**PROBLEM DESCRIPTION**
Substitute "pixel position" for "pixel coordinate pair" throughout the records below, reproducing them otherwise unchanged and omitting the pictures.

Records from a dataset:
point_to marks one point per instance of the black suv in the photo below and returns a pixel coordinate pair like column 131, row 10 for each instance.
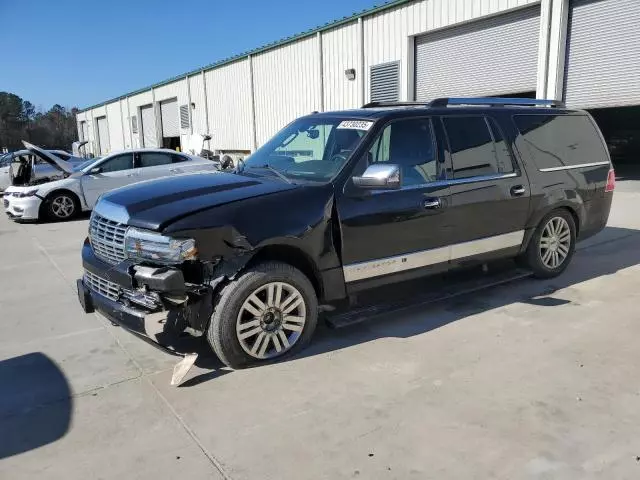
column 339, row 202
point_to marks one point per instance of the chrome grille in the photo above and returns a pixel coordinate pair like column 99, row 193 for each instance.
column 100, row 285
column 107, row 238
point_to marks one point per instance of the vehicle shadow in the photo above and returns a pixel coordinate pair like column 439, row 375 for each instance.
column 612, row 250
column 35, row 404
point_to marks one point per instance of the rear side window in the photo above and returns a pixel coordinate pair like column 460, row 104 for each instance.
column 560, row 140
column 154, row 159
column 473, row 150
column 116, row 164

**ANSWER TO THIS PROBLEM**
point_to marks one point per instance of the black suv in the photo below and returns a pixel position like column 131, row 10 for each instance.
column 339, row 202
point_to marks one point per instance of the chrome grille in the photo above and returns a pixel position like column 99, row 193 for each instance.
column 100, row 285
column 107, row 238
point_to marks one point per instance of the vehicle shadow in the photo above and returns a pixel position like column 439, row 375 for each instance.
column 612, row 250
column 35, row 404
point_to marks one point per instance of the rear side window in the photo above and returns a pixel position like column 460, row 104 for each instance.
column 560, row 140
column 154, row 159
column 473, row 150
column 116, row 164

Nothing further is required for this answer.